Items from a box labeling dataset
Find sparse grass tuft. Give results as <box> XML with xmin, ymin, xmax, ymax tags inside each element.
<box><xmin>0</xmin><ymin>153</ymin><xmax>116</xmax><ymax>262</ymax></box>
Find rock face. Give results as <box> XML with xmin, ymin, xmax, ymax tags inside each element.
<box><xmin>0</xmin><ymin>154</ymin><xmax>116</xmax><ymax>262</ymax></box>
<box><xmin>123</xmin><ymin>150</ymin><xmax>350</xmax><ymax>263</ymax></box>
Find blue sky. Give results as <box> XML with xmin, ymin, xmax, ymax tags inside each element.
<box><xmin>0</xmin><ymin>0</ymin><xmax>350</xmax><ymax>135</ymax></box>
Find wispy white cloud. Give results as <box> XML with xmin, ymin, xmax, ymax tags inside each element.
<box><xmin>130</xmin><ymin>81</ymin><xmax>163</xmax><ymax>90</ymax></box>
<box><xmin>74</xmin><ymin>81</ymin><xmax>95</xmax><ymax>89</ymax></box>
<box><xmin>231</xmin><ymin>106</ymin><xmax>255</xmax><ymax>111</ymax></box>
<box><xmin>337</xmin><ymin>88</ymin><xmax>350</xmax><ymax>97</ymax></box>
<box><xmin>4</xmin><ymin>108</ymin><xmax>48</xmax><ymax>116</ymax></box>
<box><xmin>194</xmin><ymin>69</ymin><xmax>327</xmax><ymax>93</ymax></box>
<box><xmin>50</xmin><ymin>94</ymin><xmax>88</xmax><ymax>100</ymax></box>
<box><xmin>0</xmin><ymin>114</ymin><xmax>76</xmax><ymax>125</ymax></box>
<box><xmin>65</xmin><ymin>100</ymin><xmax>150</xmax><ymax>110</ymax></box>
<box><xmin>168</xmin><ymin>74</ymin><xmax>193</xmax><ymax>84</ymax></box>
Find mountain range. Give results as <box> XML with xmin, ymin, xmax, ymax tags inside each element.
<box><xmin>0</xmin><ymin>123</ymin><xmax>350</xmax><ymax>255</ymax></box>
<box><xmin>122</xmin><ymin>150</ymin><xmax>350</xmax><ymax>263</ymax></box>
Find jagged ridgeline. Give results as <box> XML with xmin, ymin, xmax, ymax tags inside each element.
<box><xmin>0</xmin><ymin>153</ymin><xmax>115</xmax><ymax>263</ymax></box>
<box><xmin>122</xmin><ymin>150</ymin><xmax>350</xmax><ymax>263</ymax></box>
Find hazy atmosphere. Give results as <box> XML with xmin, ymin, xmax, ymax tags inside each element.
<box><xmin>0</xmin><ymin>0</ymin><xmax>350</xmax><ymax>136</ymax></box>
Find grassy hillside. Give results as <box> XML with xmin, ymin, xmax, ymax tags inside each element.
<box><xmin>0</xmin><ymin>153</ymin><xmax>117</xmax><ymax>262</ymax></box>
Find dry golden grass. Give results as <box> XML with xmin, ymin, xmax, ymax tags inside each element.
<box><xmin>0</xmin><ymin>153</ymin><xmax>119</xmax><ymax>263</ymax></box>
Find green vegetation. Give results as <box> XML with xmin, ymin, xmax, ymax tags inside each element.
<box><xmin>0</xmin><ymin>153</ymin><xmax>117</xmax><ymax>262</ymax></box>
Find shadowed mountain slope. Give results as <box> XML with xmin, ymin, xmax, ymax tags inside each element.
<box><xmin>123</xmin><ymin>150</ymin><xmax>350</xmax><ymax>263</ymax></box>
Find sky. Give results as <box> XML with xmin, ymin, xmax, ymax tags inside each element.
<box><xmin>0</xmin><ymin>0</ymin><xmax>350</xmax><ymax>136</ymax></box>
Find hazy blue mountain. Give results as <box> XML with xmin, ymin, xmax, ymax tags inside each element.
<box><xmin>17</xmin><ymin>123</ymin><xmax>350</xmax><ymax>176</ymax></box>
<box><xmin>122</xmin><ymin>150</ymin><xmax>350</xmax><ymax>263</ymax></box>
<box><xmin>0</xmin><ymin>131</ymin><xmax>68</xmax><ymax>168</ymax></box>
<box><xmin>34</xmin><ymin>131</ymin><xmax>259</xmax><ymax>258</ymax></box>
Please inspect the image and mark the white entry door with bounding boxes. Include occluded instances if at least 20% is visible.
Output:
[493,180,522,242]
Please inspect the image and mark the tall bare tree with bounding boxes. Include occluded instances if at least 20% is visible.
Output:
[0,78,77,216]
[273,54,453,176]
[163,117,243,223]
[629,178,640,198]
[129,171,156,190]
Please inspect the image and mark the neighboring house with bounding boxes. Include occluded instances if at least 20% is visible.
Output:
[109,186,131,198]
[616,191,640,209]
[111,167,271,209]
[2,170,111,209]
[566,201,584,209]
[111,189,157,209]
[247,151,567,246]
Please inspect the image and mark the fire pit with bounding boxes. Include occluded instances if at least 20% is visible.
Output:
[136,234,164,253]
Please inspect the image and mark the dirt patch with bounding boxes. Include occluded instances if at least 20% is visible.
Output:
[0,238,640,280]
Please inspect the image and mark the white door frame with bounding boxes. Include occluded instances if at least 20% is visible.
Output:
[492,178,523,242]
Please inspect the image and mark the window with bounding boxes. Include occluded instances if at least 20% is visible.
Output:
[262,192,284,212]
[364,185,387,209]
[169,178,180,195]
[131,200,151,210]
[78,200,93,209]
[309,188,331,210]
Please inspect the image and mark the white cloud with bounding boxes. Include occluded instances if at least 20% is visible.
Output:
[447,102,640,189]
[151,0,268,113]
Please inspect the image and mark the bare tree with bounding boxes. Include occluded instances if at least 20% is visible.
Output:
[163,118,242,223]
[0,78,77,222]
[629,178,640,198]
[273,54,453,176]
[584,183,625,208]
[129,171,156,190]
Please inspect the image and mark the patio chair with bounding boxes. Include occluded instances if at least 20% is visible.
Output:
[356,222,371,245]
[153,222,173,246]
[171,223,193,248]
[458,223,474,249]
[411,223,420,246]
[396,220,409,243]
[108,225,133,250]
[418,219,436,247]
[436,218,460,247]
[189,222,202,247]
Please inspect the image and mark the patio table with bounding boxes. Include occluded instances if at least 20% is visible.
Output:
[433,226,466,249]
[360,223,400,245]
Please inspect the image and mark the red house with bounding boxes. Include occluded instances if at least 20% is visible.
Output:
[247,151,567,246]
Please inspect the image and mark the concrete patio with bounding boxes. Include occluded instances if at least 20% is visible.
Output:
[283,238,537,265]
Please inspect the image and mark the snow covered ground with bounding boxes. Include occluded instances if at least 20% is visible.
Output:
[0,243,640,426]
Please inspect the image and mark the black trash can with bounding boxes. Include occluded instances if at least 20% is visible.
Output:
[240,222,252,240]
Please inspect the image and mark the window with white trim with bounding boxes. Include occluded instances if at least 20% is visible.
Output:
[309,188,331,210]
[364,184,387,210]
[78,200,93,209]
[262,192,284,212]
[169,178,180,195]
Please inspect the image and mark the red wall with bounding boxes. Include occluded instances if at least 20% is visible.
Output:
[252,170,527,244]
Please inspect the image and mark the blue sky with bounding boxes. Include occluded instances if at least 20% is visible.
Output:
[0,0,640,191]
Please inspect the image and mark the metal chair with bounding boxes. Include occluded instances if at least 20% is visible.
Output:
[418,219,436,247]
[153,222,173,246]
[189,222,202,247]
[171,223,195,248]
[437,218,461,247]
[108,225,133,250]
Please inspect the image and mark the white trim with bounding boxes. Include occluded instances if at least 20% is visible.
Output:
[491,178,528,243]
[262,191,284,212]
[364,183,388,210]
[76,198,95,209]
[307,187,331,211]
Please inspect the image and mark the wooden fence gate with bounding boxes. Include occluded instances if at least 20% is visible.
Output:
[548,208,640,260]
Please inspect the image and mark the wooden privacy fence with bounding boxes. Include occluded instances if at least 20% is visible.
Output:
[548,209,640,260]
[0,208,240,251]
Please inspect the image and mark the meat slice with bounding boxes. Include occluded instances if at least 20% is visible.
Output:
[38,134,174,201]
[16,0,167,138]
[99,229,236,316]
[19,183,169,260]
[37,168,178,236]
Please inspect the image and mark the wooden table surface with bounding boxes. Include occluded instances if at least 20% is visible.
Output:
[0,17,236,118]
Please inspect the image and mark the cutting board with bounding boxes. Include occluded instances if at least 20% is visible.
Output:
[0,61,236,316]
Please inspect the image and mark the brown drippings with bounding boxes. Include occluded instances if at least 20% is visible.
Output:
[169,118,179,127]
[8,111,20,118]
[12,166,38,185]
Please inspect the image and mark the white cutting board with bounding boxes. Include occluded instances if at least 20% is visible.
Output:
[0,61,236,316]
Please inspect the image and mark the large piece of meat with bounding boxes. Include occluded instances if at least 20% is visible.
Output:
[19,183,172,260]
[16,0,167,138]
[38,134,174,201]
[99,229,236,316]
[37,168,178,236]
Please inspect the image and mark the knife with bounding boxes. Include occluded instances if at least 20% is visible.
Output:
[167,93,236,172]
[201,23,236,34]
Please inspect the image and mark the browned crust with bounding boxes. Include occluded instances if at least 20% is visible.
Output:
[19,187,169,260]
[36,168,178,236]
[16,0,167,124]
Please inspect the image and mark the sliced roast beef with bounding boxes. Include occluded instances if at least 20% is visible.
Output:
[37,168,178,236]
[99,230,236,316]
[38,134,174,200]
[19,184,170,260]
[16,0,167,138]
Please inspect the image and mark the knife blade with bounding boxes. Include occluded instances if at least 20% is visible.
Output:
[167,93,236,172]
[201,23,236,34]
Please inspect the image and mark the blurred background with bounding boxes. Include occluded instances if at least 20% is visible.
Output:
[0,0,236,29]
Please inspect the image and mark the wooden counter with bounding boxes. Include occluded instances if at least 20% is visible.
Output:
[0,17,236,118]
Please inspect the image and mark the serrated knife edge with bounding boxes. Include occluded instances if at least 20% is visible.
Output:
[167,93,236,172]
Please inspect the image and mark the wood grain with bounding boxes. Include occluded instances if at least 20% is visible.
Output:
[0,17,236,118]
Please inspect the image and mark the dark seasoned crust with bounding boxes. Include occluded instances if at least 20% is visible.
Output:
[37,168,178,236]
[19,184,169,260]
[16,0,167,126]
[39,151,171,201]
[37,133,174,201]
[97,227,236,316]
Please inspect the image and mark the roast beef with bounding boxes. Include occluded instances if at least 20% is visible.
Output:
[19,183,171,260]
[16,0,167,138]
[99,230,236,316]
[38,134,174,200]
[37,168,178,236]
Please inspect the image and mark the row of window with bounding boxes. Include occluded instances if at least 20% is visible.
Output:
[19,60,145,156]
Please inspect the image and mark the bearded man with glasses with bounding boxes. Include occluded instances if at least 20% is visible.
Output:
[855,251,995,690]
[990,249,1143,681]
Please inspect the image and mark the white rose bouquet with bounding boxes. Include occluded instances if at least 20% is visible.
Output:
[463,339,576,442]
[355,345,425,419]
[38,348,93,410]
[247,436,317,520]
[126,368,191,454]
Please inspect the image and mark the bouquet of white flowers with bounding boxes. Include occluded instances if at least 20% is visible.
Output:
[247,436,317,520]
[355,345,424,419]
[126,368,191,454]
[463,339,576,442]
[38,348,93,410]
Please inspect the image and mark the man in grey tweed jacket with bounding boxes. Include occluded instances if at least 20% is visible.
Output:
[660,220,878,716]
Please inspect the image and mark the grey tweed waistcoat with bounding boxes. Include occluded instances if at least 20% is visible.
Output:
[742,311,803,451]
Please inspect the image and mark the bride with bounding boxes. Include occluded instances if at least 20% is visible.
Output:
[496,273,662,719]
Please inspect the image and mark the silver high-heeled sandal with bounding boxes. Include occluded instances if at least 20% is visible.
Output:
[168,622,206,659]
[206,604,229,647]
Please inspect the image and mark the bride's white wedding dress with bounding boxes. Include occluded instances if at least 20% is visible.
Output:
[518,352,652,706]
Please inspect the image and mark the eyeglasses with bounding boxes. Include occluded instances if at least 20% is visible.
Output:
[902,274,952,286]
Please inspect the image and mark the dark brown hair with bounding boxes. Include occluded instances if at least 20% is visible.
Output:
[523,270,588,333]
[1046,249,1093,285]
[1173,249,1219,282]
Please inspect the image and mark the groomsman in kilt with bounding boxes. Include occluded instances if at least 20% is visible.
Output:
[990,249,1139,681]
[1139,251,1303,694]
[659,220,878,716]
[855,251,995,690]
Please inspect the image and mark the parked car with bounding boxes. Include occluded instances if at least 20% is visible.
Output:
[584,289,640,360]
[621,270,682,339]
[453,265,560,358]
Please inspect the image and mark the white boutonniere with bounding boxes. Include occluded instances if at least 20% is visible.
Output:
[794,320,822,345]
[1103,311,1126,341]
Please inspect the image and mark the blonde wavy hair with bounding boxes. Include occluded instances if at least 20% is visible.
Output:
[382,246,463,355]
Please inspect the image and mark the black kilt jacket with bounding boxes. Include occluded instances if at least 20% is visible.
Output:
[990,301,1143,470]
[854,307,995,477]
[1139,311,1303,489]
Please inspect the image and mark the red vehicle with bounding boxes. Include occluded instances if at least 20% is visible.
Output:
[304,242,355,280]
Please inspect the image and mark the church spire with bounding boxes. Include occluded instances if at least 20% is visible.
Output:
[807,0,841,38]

Set exercise: Reproduce only the items starting at the line containing "Please inspect the image and mark the dark seasoned" and ending at the line containing "[660,220,878,716]", with "bearded man with glasses" changed to "bearded man in glasses" and everything else left as it is.

Worked solution:
Please inspect the image and mark the dark seasoned crust with bounding boxes. Include occluded instances if at least 20% is visible.
Output:
[37,168,178,236]
[19,184,169,260]
[16,0,167,126]
[39,151,171,201]
[37,133,174,201]
[97,227,236,316]
Please inspect the image and mark the roast beef with bounding boxes. Include occluded instances if at least 20% is visible.
Output:
[19,183,171,260]
[16,0,167,138]
[99,230,236,316]
[38,134,174,200]
[37,168,178,236]
Please inspect the image and mark the row of window with bounding boxes. Include occluded instances if at least 20% is visible.
Output:
[19,60,145,156]
Please inspect the image and mark the bearded man in glasses with bounding boxes. Include occluded instances if at least 20% is visible.
Output:
[855,251,995,690]
[990,249,1143,681]
Please inspect the image and mark the white rose bouquet with bounding boxes. Include occluded instances if at least 20% is visible.
Output:
[463,339,576,442]
[355,345,425,419]
[38,348,93,410]
[247,436,317,520]
[126,368,191,454]
Please inspect the image and mark the bouquet of white flowers with bounding boxes. Include occluded instances if at least 20% is visible.
Output:
[247,436,317,520]
[355,345,424,419]
[126,368,191,454]
[463,339,576,442]
[38,348,93,410]
Please inspect the image and mark the man in grey tweed jacket with bounding boxes. Include occluded instances if at least 20% is visible.
Output:
[660,220,878,716]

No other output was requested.